▸ **PROVIDED ENTRIES**:

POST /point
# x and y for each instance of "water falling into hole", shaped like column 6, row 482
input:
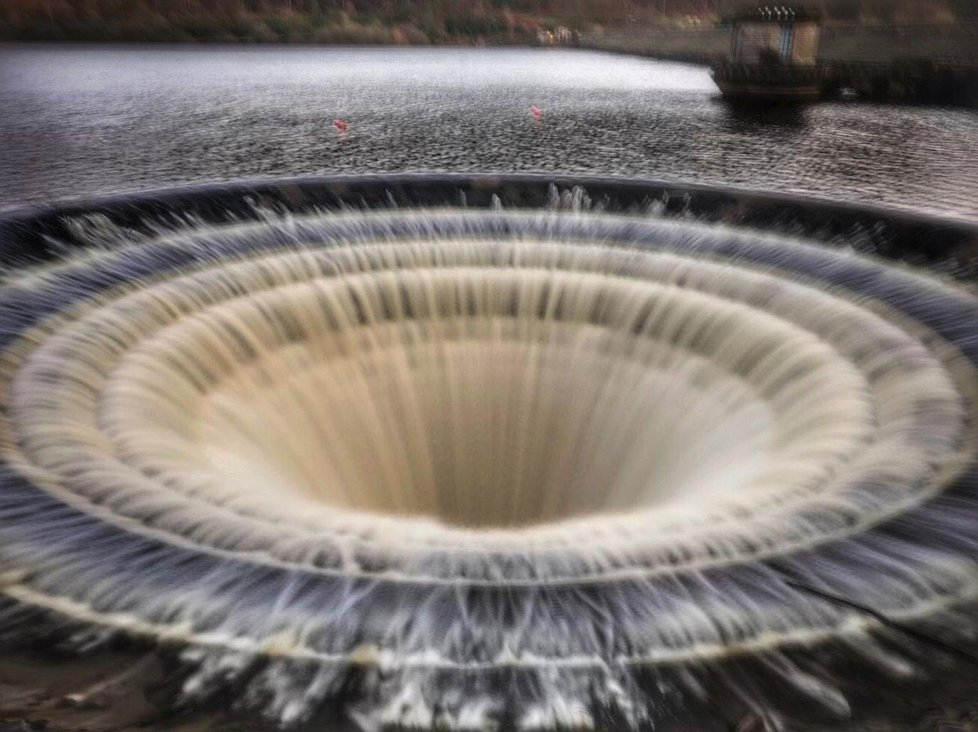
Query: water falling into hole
column 488, row 462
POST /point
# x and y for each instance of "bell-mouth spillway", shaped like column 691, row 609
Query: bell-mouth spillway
column 457, row 449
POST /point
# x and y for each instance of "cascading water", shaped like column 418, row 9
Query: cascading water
column 456, row 465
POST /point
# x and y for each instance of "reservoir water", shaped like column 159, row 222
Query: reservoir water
column 85, row 120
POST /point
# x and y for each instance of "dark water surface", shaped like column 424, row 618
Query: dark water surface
column 78, row 121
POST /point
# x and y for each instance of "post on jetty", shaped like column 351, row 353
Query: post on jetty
column 773, row 55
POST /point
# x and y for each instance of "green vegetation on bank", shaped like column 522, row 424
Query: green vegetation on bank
column 397, row 21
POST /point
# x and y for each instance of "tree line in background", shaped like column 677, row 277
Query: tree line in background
column 400, row 21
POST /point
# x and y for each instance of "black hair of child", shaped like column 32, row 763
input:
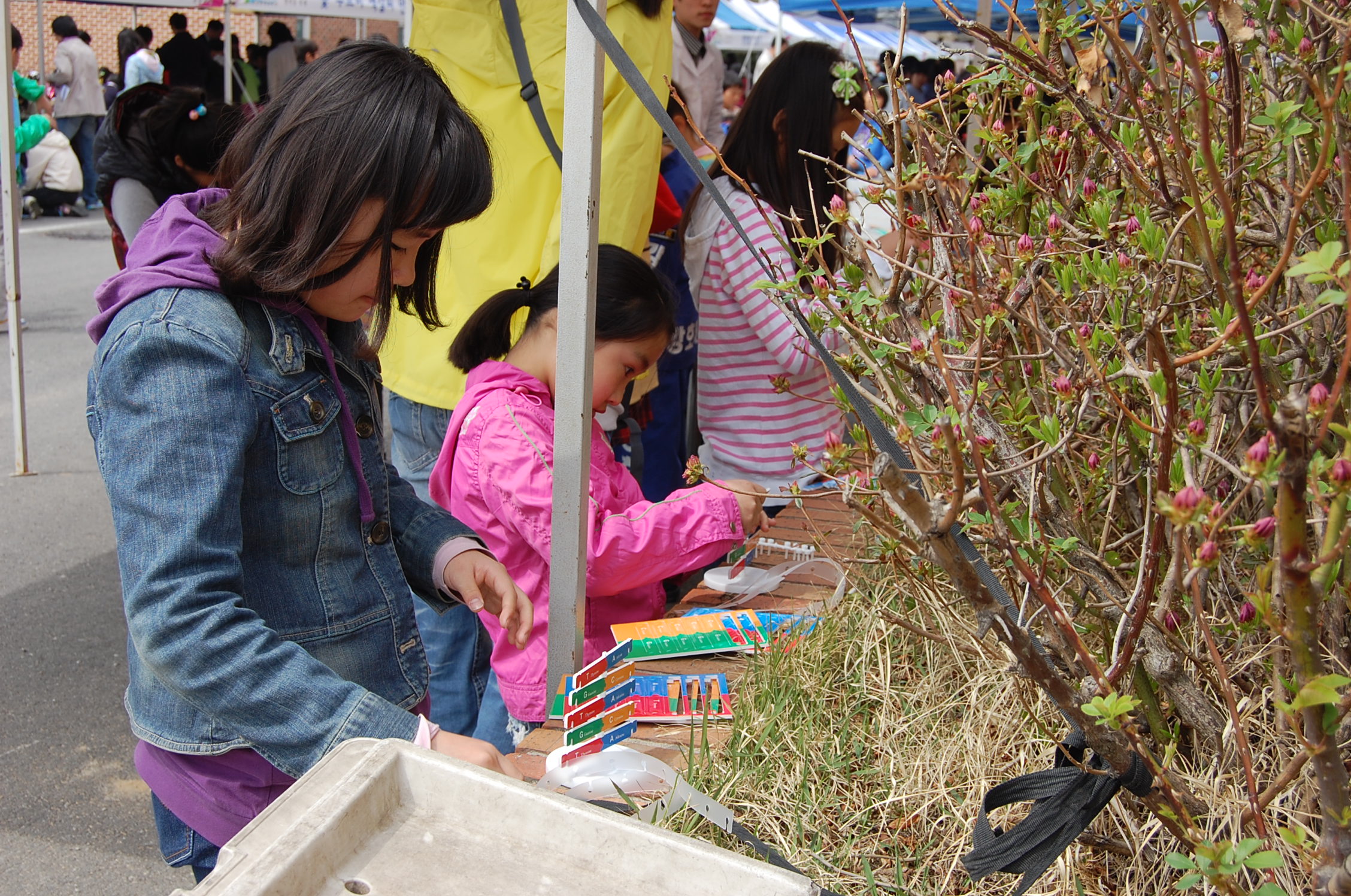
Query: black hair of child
column 632, row 302
column 326, row 144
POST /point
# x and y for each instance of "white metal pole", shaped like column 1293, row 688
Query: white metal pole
column 229, row 59
column 43, row 46
column 10, row 223
column 573, row 415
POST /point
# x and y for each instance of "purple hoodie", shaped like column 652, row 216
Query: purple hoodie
column 171, row 252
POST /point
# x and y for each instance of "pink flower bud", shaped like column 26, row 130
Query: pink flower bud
column 1317, row 396
column 1188, row 499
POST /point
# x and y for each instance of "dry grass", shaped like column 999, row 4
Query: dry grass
column 862, row 756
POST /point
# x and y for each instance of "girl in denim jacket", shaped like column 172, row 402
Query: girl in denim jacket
column 496, row 472
column 268, row 550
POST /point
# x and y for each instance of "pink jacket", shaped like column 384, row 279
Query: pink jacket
column 495, row 475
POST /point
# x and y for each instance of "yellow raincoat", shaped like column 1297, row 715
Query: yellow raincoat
column 518, row 235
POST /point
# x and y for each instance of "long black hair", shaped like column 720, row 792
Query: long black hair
column 178, row 128
column 799, row 84
column 300, row 172
column 632, row 302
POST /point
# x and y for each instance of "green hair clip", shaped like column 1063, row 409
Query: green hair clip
column 846, row 86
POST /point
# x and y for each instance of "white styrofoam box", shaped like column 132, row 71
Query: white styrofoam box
column 386, row 818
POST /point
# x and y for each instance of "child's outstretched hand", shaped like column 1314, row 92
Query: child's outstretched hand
column 480, row 753
column 750, row 499
column 483, row 584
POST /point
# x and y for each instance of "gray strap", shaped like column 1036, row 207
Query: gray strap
column 529, row 90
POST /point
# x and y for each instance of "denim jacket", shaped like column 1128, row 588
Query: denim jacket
column 261, row 613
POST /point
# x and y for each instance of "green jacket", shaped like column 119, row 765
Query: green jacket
column 32, row 132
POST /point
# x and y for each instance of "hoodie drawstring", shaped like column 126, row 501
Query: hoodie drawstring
column 345, row 423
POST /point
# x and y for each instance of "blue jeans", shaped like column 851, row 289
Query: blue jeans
column 458, row 647
column 80, row 130
column 180, row 845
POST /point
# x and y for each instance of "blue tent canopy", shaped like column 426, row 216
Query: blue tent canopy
column 923, row 15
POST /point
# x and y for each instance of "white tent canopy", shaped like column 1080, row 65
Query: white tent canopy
column 753, row 25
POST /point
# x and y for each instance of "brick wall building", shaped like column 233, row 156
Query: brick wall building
column 103, row 22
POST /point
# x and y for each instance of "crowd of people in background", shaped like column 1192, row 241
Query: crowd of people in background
column 235, row 399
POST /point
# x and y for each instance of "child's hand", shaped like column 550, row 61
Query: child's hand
column 480, row 753
column 483, row 584
column 750, row 499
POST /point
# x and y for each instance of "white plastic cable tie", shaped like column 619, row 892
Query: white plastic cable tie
column 623, row 770
column 752, row 582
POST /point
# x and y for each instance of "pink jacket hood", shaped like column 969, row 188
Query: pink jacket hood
column 495, row 473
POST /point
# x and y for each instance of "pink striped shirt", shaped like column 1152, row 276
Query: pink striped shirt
column 745, row 340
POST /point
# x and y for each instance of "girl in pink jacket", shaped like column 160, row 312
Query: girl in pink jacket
column 496, row 473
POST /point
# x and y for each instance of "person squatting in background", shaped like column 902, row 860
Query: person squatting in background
column 750, row 348
column 156, row 144
column 495, row 473
column 269, row 555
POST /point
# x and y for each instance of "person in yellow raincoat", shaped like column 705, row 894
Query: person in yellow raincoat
column 516, row 237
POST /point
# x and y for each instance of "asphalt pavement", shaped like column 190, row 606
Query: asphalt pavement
column 75, row 818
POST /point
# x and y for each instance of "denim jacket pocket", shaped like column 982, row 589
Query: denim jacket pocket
column 310, row 452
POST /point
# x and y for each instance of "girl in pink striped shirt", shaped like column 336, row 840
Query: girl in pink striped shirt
column 747, row 343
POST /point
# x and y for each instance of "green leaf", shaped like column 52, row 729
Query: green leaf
column 1269, row 889
column 1319, row 691
column 1267, row 858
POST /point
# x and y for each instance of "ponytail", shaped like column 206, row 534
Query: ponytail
column 632, row 302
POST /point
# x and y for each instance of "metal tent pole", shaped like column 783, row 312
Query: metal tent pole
column 229, row 61
column 43, row 46
column 577, row 252
column 10, row 215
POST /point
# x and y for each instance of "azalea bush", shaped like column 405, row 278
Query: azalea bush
column 1114, row 340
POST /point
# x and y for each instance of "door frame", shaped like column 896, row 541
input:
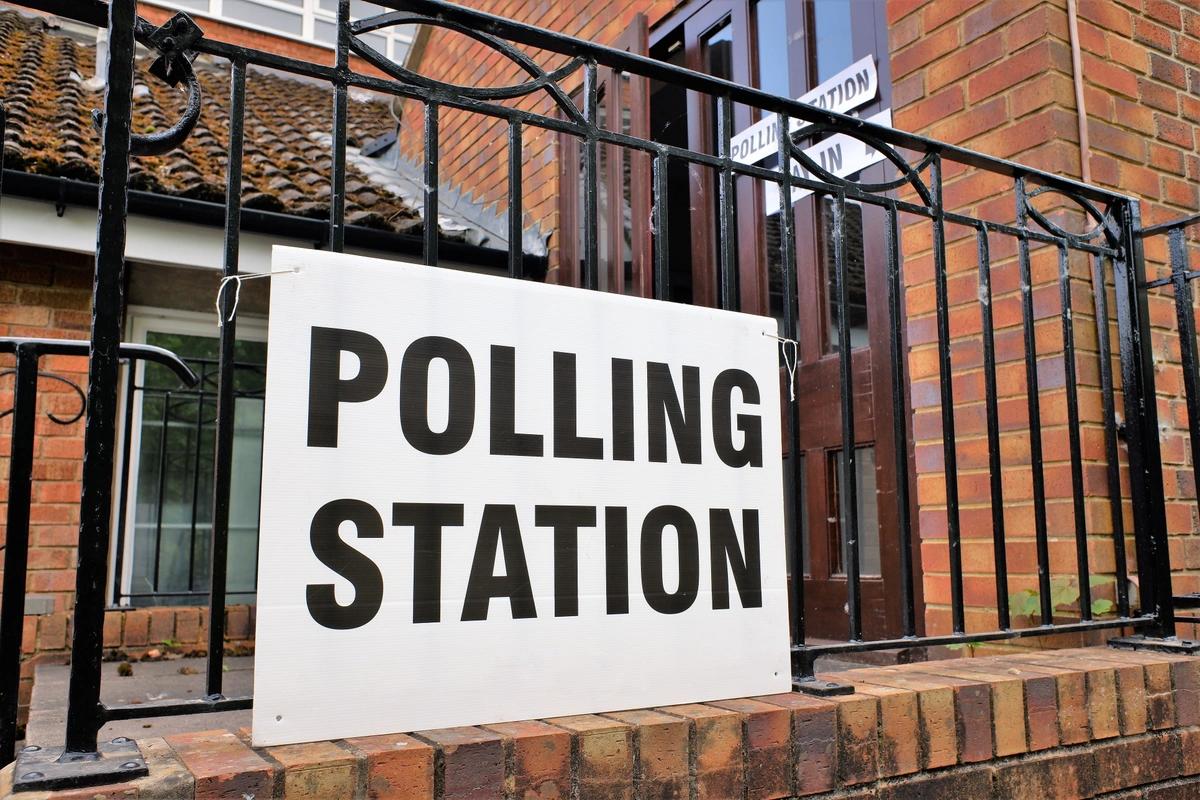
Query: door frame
column 874, row 414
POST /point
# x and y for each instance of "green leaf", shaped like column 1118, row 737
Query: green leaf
column 1065, row 593
column 1102, row 606
column 1024, row 602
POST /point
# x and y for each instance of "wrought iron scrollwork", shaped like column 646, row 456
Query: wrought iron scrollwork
column 173, row 41
column 54, row 417
column 909, row 174
column 1105, row 222
column 539, row 77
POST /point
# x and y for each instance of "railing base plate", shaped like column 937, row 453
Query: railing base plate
column 1176, row 645
column 40, row 769
column 821, row 687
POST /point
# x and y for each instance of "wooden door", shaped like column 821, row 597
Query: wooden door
column 732, row 38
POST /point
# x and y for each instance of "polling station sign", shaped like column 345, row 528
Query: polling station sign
column 489, row 499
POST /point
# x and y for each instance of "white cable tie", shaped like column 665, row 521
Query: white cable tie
column 791, row 350
column 237, row 293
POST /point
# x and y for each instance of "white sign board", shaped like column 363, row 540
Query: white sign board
column 489, row 499
column 853, row 86
column 839, row 155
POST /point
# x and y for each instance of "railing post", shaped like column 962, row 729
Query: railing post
column 95, row 505
column 1141, row 427
column 82, row 762
column 16, row 554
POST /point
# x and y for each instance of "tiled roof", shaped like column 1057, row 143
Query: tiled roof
column 287, row 131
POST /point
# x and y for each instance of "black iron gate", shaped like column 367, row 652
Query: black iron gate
column 1109, row 241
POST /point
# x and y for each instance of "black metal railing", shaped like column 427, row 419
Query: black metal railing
column 28, row 354
column 173, row 468
column 1108, row 241
column 1181, row 234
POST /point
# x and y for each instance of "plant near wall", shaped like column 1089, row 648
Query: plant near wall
column 1063, row 596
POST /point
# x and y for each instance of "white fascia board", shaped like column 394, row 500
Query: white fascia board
column 149, row 240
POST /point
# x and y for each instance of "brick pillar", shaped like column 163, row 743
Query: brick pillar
column 996, row 77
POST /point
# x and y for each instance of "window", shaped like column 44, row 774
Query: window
column 166, row 536
column 315, row 20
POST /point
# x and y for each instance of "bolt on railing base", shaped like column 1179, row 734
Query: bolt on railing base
column 40, row 769
column 1156, row 644
column 819, row 687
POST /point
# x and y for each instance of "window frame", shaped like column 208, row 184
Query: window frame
column 142, row 320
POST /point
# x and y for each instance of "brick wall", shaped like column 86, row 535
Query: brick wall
column 473, row 152
column 997, row 77
column 48, row 294
column 1078, row 723
column 1141, row 68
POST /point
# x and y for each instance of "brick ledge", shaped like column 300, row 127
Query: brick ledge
column 1068, row 723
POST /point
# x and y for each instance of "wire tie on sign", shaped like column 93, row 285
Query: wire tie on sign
column 791, row 350
column 237, row 293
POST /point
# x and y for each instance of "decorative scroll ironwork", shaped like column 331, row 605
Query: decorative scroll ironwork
column 909, row 174
column 52, row 415
column 173, row 41
column 1111, row 244
column 541, row 79
column 1105, row 221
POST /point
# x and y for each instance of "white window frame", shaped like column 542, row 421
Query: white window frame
column 142, row 320
column 309, row 12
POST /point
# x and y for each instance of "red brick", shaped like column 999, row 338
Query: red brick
column 162, row 625
column 815, row 733
column 858, row 747
column 137, row 629
column 397, row 767
column 473, row 762
column 317, row 770
column 606, row 756
column 223, row 767
column 663, row 752
column 768, row 735
column 717, row 750
column 1060, row 775
column 541, row 758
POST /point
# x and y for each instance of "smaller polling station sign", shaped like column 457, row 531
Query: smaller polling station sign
column 487, row 499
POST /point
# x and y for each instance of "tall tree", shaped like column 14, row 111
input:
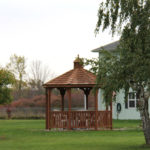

▸ **YOUR OBJECTIVE**:
Please locate every line in the material above that contains the string "blue" and copy each of those lines out in full. Matching is case-sensitive.

▸ **TASK ANSWER**:
# x and y for each instance of "blue jeans", shaped like column 851, row 289
Query: blue jeans
# x and y for each instance of "blue tent canopy", shaped like column 426, row 216
Query: blue tent canopy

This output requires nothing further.